ASSIGNMENT A
Can you summarize the text on Carnegie Corporation's work in two sentences?
ASSIGNMENT B
Could you write the next passage of the text on Carnegie Corporation's work, picking up after its final sentence?

** Opening PAGE TEXT block **

In our own nation, we remain committed to helping immigrants become a part of the civic fabric of the United States because, like you, we believe that, “along with the freedom to pursue wealth and happiness, the greatest gift the American Republic has to bestow is citizenship.” In 2001, the Corporation launched its current immigrant integration program, which encourages immigrants to become citizens, and focuses on improving current federal immigration policies as well as supporting pro-immigrant and refugee policies at the national and state levels. In addition, every year we publish a list of “Great Immigrants” with your photo at the center, saluting your legacy along with the contributions of the millions of other immigrants who have made, and continue to make, our nation strong and vibrant. Understanding that enlightened citizenship is the foundation of our democracy, we also support civics education, funding a national campaign on the need to restore civics and history in school curricula.
We continue to believe that Americans should think not just of themselves, but of the nation; not just of the rights but also of the responsibilities of citizenship. Since the early 1980s, we have consistently funded nonpartisan voter registration and turnout efforts as well as voter protection efforts for new citizens from immigrant backgrounds. We are proud of our long history in support of voting and voting rights, and we work to ensure that all those who are eligible to vote have the opportunity to cast a ballot.
Through the decades, we have acted on your belief in equal education as the right of all citizens. In 1921, the National Urban League, a civil rights organization dedicated to economic empowerment and social justice, received its first major foundation grant from Carnegie Corporation. In the 1960s, the Earl Warren Legal Training Program (the educational affiliate of the NAACP Legal Defense and Educational Fund) and the Law Students Civil Rights Research Council received more than $3.4 million to address a critical shortage of black lawyers, particularly in the South.
Your generosity and your faith in education were reflected in your support for universities and your work on behalf of the professoriate (including the early funding of what would become TIAA). Carnegie Corporation has played a major role in education from early childhood to graduate school here in your adopted homeland, in your native Scotland, and around the world. When I think of all that has been done in your name to support the education of women — grants for fellowships in the humanities, financial support for women’s colleges and for continuing education programs for women, a comprehensive report on the state of women in higher education from the Commission on Higher Education, and more — I am convinced this is the work that would most gratify your mother and my grandmother, who knew the value of education.
You, I believe, would heartily approve of our ten-year Partnership for Higher Education in Africa, which brought seven foundations together to increase the resources and impact of higher education — especially for women. Thanks to university and graduate fellowships from Carnegie Corporation, thousands of African women and men have graduated and have begun to transform their societies and nations. I am proud to inform you that, following your example, we too have opened windows to new worlds by supporting various libraries in Africa, including the establishment of two national libraries, a children’s library, and exemplary circulating libraries in South Africa.

** Closing PAGE TEXT block **
** Opening SUPPLIED DATA block **

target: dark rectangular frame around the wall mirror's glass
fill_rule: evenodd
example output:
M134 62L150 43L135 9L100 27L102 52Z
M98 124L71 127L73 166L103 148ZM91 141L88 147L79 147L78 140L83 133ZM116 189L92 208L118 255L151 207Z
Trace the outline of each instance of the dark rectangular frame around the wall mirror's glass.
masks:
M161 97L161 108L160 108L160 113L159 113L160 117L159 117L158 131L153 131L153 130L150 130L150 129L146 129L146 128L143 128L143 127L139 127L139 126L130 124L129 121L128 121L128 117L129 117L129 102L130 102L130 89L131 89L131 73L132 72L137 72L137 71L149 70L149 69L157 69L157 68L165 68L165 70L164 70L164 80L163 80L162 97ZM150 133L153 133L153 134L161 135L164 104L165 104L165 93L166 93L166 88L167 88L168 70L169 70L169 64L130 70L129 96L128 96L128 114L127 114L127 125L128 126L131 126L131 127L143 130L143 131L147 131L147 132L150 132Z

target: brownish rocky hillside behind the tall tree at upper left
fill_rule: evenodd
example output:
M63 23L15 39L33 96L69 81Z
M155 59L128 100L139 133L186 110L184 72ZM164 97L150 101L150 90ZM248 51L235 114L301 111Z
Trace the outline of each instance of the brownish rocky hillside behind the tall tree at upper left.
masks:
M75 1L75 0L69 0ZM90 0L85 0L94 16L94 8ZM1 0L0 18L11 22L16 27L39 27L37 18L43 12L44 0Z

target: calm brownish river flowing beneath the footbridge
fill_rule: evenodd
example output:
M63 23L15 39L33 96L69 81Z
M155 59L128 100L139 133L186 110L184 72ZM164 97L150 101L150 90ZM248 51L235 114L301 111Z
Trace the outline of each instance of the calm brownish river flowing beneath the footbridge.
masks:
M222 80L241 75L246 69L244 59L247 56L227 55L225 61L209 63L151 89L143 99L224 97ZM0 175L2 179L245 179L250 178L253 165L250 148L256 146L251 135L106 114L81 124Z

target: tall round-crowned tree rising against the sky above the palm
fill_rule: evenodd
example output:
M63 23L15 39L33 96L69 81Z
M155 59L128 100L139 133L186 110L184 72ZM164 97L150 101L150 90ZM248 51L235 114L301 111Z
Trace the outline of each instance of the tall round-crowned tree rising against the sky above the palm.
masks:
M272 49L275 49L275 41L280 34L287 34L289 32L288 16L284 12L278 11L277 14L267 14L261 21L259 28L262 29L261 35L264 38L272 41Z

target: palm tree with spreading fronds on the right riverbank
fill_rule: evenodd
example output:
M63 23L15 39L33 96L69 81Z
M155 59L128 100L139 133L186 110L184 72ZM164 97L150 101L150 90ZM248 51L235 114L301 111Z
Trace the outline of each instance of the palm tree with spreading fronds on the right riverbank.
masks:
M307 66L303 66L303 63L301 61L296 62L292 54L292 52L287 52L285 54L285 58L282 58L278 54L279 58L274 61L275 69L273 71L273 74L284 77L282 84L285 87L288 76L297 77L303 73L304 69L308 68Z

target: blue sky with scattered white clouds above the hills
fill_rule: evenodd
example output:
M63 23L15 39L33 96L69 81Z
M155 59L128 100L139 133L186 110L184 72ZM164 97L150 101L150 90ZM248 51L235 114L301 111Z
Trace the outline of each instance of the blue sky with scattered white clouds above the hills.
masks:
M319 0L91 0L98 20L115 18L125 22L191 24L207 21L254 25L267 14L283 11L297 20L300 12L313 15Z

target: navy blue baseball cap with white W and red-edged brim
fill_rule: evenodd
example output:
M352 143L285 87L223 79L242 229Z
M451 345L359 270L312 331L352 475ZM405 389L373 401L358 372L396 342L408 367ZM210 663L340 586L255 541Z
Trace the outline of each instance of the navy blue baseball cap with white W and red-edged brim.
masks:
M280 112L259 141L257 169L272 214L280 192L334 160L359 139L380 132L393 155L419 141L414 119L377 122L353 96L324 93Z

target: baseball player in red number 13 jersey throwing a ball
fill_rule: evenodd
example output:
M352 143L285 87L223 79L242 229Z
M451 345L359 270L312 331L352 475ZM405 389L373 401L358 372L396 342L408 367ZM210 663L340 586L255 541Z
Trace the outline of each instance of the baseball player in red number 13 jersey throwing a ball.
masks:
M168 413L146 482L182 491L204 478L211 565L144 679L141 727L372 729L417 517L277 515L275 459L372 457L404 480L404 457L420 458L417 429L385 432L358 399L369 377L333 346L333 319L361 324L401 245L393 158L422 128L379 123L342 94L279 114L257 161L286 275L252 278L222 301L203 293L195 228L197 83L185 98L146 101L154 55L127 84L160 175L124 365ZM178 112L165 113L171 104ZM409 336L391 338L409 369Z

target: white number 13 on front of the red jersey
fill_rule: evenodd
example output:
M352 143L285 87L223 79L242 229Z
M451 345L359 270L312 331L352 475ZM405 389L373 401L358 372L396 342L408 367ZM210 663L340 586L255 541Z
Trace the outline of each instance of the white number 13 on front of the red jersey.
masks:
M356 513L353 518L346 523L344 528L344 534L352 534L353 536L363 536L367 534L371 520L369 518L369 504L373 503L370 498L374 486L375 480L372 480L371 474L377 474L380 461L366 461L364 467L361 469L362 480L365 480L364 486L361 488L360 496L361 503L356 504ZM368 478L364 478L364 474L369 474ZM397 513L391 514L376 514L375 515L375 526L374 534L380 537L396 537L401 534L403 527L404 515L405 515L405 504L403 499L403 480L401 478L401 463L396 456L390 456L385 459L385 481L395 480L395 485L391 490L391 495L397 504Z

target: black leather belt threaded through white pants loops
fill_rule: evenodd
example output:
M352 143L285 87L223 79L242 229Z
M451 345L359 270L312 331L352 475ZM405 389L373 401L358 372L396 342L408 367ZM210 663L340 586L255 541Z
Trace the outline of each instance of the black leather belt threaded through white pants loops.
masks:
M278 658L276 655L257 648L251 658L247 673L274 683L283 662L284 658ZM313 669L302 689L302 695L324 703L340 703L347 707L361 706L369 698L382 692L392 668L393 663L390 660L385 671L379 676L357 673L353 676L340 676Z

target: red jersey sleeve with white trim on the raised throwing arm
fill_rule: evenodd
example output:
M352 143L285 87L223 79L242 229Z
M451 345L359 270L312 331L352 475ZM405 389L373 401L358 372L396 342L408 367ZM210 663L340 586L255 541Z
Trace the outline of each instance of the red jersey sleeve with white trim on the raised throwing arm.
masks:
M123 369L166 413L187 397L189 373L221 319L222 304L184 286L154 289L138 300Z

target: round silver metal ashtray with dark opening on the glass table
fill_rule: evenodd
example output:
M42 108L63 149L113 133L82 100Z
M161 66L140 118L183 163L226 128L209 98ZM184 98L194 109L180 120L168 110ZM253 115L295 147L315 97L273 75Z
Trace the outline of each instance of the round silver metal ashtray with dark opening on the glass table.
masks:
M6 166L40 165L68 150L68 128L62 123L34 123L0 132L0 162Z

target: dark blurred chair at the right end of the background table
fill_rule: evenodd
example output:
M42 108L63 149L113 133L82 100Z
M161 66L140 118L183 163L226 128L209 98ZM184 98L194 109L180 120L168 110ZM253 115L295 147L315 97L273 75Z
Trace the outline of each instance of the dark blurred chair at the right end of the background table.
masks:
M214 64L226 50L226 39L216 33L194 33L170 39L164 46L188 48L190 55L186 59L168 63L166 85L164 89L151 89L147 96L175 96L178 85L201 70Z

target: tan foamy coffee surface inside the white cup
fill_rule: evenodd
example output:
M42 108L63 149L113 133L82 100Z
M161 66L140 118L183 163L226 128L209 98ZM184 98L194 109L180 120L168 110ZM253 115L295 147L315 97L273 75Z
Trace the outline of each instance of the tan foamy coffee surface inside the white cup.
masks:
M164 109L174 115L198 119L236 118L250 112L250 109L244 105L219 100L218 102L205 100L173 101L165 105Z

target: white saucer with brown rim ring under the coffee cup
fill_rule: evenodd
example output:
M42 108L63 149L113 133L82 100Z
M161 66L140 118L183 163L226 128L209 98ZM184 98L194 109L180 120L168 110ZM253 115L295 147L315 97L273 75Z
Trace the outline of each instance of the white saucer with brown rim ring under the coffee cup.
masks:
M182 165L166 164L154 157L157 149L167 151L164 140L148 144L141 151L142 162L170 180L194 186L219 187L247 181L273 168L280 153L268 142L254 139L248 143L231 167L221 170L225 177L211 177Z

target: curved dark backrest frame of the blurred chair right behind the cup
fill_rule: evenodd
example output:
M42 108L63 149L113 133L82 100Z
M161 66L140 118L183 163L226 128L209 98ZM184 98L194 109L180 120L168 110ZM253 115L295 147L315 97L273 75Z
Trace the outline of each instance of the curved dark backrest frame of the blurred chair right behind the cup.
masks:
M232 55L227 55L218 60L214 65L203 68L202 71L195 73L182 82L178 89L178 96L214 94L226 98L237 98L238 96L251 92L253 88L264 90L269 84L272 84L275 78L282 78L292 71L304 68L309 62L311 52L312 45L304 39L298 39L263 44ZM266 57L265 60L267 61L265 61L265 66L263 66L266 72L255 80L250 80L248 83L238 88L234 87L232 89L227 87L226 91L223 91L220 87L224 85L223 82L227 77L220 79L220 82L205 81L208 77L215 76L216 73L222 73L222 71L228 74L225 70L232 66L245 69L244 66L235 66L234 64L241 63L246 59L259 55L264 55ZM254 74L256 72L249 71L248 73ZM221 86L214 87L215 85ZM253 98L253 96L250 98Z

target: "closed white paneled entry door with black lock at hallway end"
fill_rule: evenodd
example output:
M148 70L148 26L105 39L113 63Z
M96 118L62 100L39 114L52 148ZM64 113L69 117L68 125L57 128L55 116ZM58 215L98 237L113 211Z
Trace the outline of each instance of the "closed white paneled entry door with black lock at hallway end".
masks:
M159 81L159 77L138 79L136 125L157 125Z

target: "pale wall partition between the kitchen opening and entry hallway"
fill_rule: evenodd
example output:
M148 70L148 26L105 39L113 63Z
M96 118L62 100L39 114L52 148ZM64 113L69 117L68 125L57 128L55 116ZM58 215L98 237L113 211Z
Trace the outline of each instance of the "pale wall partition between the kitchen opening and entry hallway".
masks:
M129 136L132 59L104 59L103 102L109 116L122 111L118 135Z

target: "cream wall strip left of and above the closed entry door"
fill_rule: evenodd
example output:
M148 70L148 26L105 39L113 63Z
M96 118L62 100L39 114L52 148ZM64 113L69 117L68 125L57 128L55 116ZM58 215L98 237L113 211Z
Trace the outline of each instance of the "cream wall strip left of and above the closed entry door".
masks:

** Closing SUPPLIED DATA block **

RESPONSE AREA A
Carnegie Corporation encourages immigrants to become citizens, supports pro-immigrant policies and civics education, and funds nonpartisan voter registration, turnout and protection efforts for new citizens. It has also long funded equal education and civil rights organizations, universities and women's education, and higher education and libraries in Africa.

RESPONSE AREA B
We continually look for new ways to support education at home and abroad. Fifty years ago, the Corporation, together with the Ford Foundation, supported another transformative program, an innovative educational experiment on television called Sesame Street. It has had a lasting impact on generations of children around the world. Today, we also invest in education through the Andrew Carnegie Fellows, a highly selective program that supports scholarly research, and through grants to organizations like the Institute of International Education and the Brookings Institution.
The Corporation continues to believe, as you did, that with wealth comes responsibility. While adhering to your ideals, we have not forgotten our duty to manage your legacy and trust. Our sense of responsibility and accountability in our grantmaking was best summed up by one of our earlier trustees, who declared that it was incumbent upon us, and indeed all foundations, to have “glass pockets.” We place a high priority on the quality of our investments, assessments, and internal auditing; and transparency is an integral part of our mission. I am proud to inform you that we were the first foundation to provide annual reports to the public. We believe that people should know what resources we possess and how we spend and invest those resources. We have evolved with the times, and as a nonprofit organization know that we have to be accountable and responsible not only to our charter, but to the public as well.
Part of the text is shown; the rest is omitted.